_TASK OBJECTIVE_.
Report how many of the lines below contain the string "Query", giving the number alone.

━━ DATA SUPPLIED

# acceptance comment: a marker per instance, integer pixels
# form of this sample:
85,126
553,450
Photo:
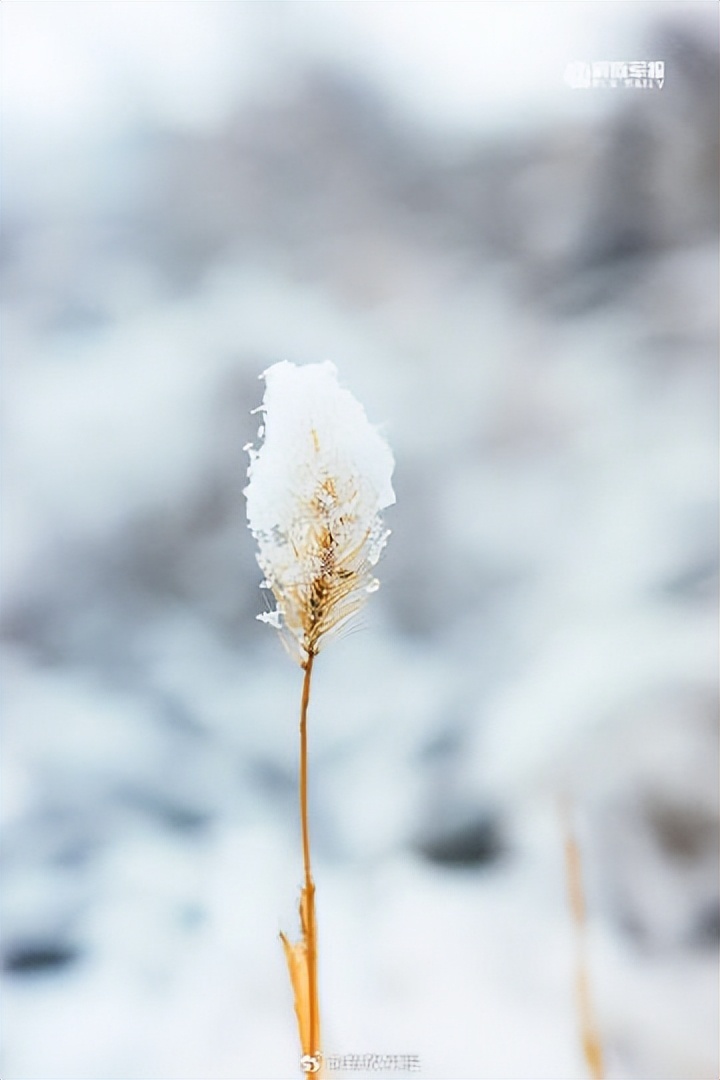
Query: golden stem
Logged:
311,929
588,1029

━━━━
━━ DATA SUPPLIED

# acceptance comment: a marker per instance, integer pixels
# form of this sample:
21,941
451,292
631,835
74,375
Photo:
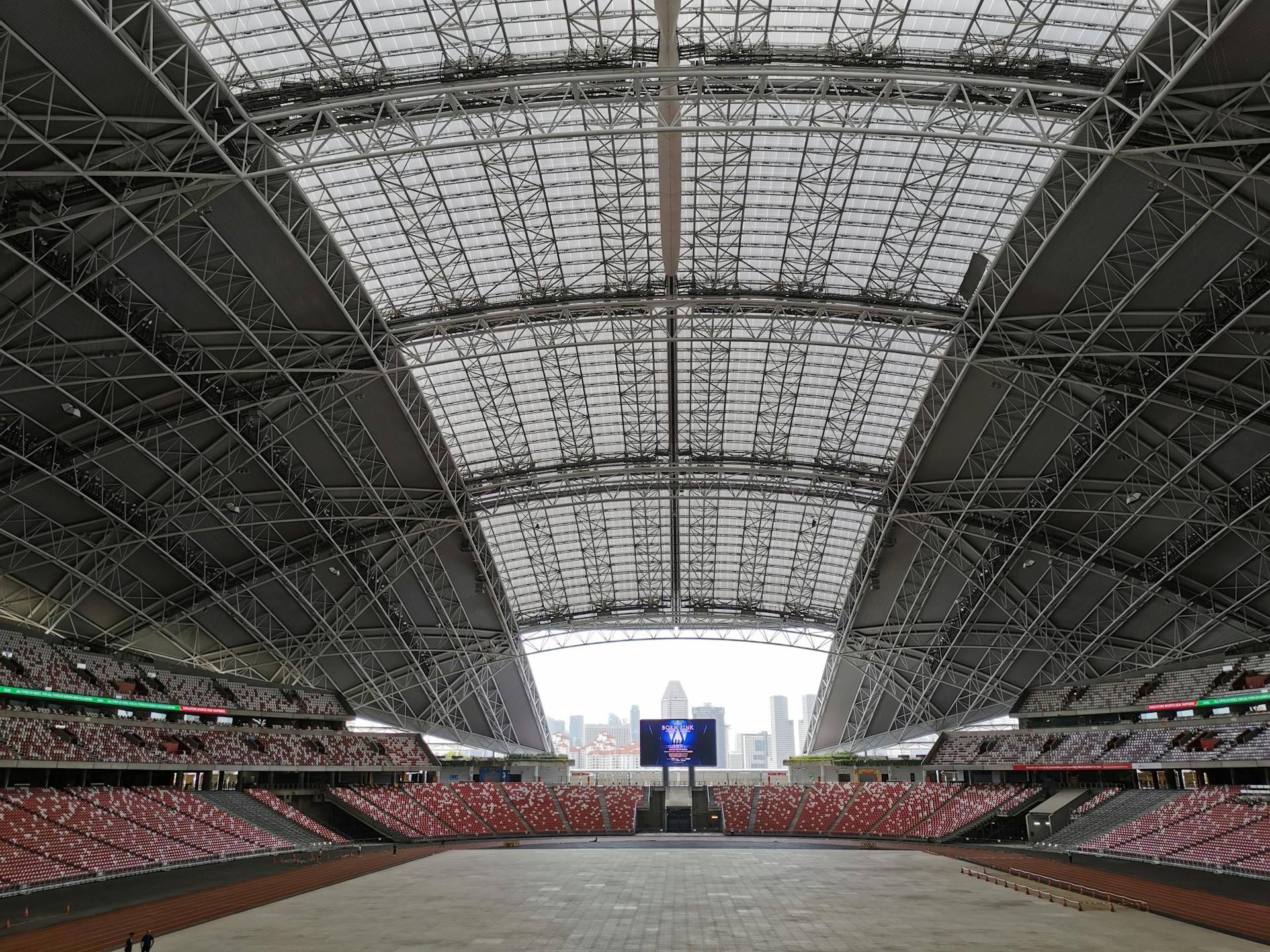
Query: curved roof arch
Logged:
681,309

━━━━

_CORRECT OUTPUT_.
2